**Article:**
►

[Python-ideas] PEP 8 update on line length

Paul Ferrell pflarr at gmail.com
Wed Feb 20 17:51:15 EST 2019


Opinion first - I don't see a need to change PEP 8. I recommend 100 char
width for Python, which is acceptable under PEP 8 anyway. I think the real
limit should be around 70 characters per line, not including leading
white-space, but I realize that's impractical.

I work mostly at 100 character line width, and the question of line width
came up for me recently.  Otherwise, I follow PEP 8. I want to see where,
and why I exceed 79 chars, so I dove into a decently sized module file of
mine and tallied the results. This is what I found.

563 total lines
448 non-blank lines

For the non-blank lines:
49.6 characters per line on average
36.7 non-leading-whitespace characters per line
13.1 leading spaces per line on average
15.5% of lines exceeded 79 chars.

The 69 lines that exceeded 79 characters fell into the following
categories, listed according to how annoying they would be to fix.

1 - with statements
I have a with statement that contains two context managers "with open(blah)
as b, open(foo) as f:". There isn't a really good way to wrap this without
adding another with statement or a backslash.

3 - function calls
Function calls, even with the arguments put one per line, often exceed 80
(and sometimes 100) character limit. The issue tends to be a combination of
tabbing, kwarg names, and the context in which all of this is used. It's
often unavoidable.

◄

**Image object location entries:**
►

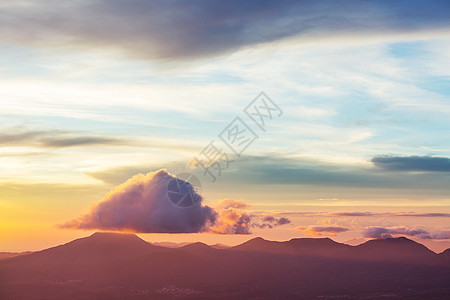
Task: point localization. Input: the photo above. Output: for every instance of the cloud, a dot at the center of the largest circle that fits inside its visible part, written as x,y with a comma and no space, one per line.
269,221
186,30
141,204
321,230
412,163
232,221
227,203
55,139
366,214
389,232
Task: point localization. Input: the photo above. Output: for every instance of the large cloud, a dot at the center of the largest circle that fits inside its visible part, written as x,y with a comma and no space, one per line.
191,29
141,204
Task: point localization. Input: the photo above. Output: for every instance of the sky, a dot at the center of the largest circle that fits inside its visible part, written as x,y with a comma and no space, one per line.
354,143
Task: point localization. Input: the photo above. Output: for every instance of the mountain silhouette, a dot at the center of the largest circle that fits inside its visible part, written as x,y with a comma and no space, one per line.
123,266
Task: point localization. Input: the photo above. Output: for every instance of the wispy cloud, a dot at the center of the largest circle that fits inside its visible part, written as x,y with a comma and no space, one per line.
165,30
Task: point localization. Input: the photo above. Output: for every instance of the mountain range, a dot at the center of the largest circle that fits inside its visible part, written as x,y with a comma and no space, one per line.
123,266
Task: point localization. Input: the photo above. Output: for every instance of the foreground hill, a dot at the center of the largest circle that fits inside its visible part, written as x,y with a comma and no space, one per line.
123,266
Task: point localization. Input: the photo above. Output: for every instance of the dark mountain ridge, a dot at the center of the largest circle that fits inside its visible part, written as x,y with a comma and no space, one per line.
123,266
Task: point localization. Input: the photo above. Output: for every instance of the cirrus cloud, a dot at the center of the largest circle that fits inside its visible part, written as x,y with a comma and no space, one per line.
141,204
321,230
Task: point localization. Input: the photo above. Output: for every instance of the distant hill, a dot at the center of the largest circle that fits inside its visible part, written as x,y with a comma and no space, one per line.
123,266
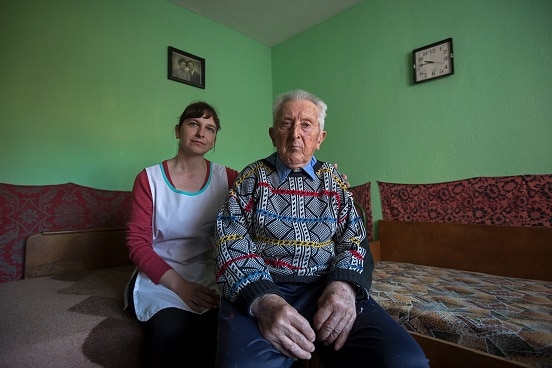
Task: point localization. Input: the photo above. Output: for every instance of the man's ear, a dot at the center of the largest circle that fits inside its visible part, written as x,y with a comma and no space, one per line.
321,138
272,137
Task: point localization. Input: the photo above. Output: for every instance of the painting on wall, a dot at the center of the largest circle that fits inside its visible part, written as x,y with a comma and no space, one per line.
186,68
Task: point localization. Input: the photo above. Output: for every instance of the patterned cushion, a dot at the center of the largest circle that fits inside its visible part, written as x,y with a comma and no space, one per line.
503,316
521,200
31,209
361,195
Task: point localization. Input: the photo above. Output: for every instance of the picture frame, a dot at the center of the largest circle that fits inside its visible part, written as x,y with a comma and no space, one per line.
185,68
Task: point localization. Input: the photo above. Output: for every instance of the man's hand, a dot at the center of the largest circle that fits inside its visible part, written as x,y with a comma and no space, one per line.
336,314
284,327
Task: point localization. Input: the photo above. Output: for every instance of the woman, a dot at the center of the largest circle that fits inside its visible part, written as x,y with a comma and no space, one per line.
170,239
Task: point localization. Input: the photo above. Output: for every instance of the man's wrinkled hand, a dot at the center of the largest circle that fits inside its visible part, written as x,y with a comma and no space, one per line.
336,314
284,327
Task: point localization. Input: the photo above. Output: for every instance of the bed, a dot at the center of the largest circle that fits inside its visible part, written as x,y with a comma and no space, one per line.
465,267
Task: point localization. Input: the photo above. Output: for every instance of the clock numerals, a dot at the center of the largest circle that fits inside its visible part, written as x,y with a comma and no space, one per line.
433,61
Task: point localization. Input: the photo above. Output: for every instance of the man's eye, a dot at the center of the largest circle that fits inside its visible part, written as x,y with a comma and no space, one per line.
306,125
285,124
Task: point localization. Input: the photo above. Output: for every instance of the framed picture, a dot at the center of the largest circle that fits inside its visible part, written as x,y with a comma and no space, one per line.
186,68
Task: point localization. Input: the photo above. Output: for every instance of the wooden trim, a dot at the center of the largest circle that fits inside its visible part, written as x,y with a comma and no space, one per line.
444,354
513,251
52,253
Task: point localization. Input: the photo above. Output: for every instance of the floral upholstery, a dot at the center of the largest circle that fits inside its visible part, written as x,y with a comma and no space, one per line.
361,196
31,209
520,200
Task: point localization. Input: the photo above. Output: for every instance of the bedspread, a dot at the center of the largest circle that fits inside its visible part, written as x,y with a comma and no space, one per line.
507,317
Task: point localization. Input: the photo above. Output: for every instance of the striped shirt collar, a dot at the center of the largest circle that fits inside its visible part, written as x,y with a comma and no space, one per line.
284,171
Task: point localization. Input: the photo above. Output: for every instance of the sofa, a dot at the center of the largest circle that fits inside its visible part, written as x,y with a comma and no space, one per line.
466,267
63,268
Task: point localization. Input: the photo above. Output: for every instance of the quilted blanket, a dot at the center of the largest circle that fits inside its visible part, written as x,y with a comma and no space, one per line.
507,317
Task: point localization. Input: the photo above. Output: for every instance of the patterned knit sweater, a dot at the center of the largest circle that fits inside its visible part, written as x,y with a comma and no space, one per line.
298,230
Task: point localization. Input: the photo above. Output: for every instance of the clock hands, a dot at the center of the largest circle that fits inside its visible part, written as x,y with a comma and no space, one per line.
425,62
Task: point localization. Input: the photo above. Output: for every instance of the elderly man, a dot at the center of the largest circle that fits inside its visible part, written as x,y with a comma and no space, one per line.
292,261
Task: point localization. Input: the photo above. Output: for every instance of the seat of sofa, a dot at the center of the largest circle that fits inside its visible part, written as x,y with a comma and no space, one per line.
504,316
74,319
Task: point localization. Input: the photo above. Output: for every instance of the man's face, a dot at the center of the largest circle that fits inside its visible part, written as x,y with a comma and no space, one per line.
297,133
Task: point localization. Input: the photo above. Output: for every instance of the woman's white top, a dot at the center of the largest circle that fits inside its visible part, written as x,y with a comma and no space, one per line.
183,226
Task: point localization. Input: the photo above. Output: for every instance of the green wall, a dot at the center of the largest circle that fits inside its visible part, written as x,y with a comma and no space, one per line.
493,117
85,97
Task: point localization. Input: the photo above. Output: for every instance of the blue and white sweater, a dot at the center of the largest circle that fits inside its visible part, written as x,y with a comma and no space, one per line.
298,230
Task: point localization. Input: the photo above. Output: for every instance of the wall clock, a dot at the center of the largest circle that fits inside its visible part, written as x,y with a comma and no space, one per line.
433,61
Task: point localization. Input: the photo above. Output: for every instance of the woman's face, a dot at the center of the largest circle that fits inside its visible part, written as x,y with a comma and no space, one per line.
197,135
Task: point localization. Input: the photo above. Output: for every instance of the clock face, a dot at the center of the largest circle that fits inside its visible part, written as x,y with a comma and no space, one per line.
433,61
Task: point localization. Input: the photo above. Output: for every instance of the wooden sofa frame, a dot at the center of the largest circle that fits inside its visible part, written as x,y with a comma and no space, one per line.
514,251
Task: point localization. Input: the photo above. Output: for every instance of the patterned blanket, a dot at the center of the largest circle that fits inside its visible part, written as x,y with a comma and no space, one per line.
507,317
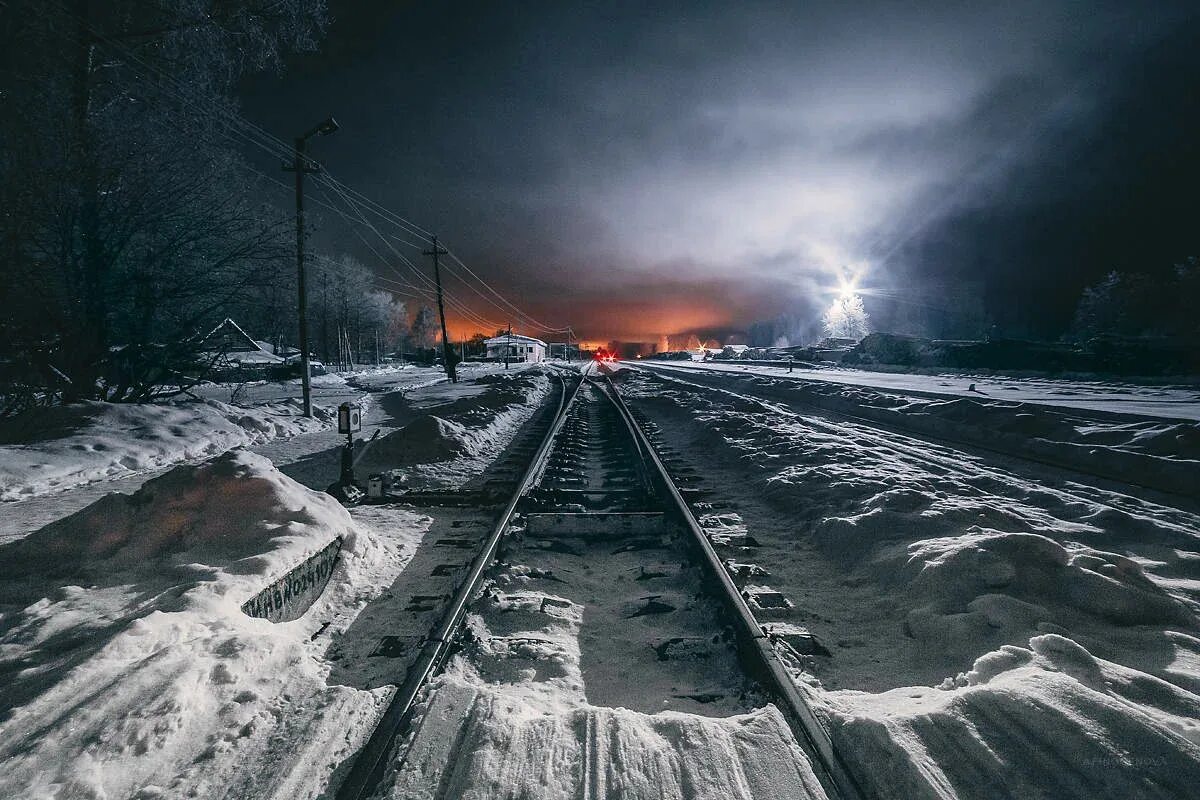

◄

**Challenge:**
Answer these questions about the post on line length:
1. What line width does the post recommend for Python?
2. How many non-blank lines did the tallied module file have?
3. How many lines exceeded 79 characters?

**Complete response:**
1. 100 characters.
2. 448.
3. 69.